[start]

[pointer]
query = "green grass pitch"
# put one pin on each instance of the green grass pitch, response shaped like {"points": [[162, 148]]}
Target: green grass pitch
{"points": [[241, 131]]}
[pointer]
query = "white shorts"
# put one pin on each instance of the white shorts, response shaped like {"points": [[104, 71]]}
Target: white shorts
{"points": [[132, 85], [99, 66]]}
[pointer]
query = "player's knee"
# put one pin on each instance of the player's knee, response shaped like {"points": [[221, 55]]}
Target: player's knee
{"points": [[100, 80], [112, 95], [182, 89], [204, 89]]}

[end]
[start]

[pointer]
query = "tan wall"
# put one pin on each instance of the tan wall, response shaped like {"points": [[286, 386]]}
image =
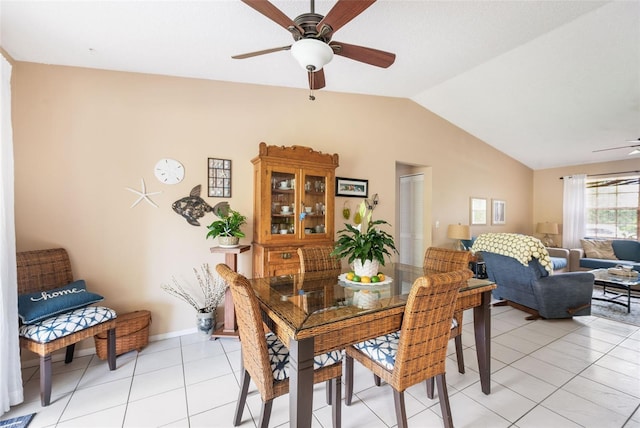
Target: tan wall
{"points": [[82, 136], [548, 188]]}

[end]
[start]

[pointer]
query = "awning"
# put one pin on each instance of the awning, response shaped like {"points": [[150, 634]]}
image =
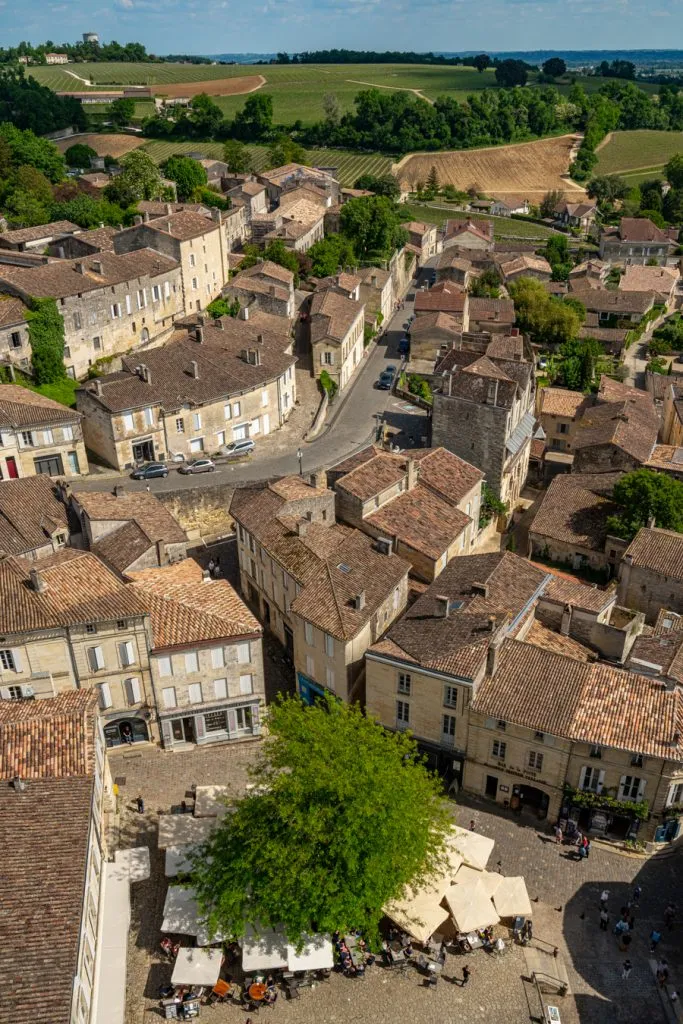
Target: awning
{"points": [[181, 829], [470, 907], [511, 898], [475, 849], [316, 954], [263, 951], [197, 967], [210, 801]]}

[end]

Aim of the exercise:
Pull out every line in the listing above that contains the string "query". Matching is case-sensitive.

Output below:
query = "green grass pitch"
query = "white shorts"
query = "player's knee"
query = "tan wall"
query = "awning"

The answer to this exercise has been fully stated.